# EXTRACT
** Start **

In a previous work,115 we argued for the applicability of eqn (2) as a generic model of structural relaxation in GF liquids and heated crystals for understanding both the temperature dependence of relaxation of the entire material and local variations in the interfacial regions of these materials. Here, we take the opportunity to validate and expand on these ideas.
To accomplish our task of developing a testable model of the dynamical properties of condensed materials based on a dynamical system perspective, we first establish a direct link between the specific energy εs (energy per particle) of a material, the fundamental parameter in the dynamical system approach to a measurable property of condensed materials, and the mean squared displacement of the molecules on the timescale of the relaxation time τβ of the fast β-relaxation process, 〈u2〉. This relationship, in conjunction with a proposed general relationship between τα and εs, allows us to estimate τα in terms of 〈u2〉, and we test the validity of this highly general relationship in polymeric and metallic GF liquids and a model crystalline material (UO2) where the model appears to be highly promising and general as we had hoped. We also show in the particular case of a LJ fluid of small system size of 34 atoms that 〈u2〉 is strongly correlated with the maximum Lyapunov exponent λmax, suggesting that this quantity can be taken as a measure of material “chaoticity”, in addition to the previous observations indicating that 〈u2〉 can also be interpreted as a practical measure of liquid relative mobility and relative material stiffness in the glass state. We conclude that the dynamical system approach to relaxation appears to provide a powerful framework for understanding general patterns of relaxation observed in many real materials that do not conform to classical theories.

** End **

# PROBLEM STATEMENT
Write the next part of the passage on structural relaxation in condensed materials, picking up after its final sentence.

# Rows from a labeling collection
** Start **

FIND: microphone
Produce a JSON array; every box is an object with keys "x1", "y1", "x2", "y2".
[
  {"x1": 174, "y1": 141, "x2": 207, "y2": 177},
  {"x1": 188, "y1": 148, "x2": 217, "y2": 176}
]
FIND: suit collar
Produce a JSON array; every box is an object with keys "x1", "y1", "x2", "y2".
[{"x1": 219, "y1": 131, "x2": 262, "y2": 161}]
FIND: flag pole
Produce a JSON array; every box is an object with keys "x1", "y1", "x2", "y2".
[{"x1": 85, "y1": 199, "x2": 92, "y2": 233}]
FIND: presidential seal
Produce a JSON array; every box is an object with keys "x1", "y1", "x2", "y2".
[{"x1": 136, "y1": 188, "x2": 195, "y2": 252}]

** End **

# REPLY TO THE TASK
A bulk metallic GF alloy was formed by first heating a crystalline alloy above melting, then keeping the system at the elevated temperature for 5 ns to allow relaxation to ensure the formation of a structurally homogeneous GF liquid, and finally, cooling down to 300 K with a cooling rate of 100 K ns−1. During the entire procedure, an NPT ensemble was employed with zero pressure and periodic boundary conditions. The Cu64Zr36 thin film metallic glasses with thicknesses of 60 Å, 50 Å, 40 Å, 30 Å, 20 Å, 15 Å, and 10 Å were formed by cutting them from the bulk box and adding two 30 Å thick vacuum layers on both sides of the thin films. The Cu64Zr36 nanoparticles with 60 Å, 50 Å, 40 Å, 30 Å, and 20 Å diameters were also cut from the bulk alloy and vacuum layers were added on all sides with large vacuum layers (at least 30 Å) to ensure that atoms are not interacting with their own image when using periodic boundary conditions.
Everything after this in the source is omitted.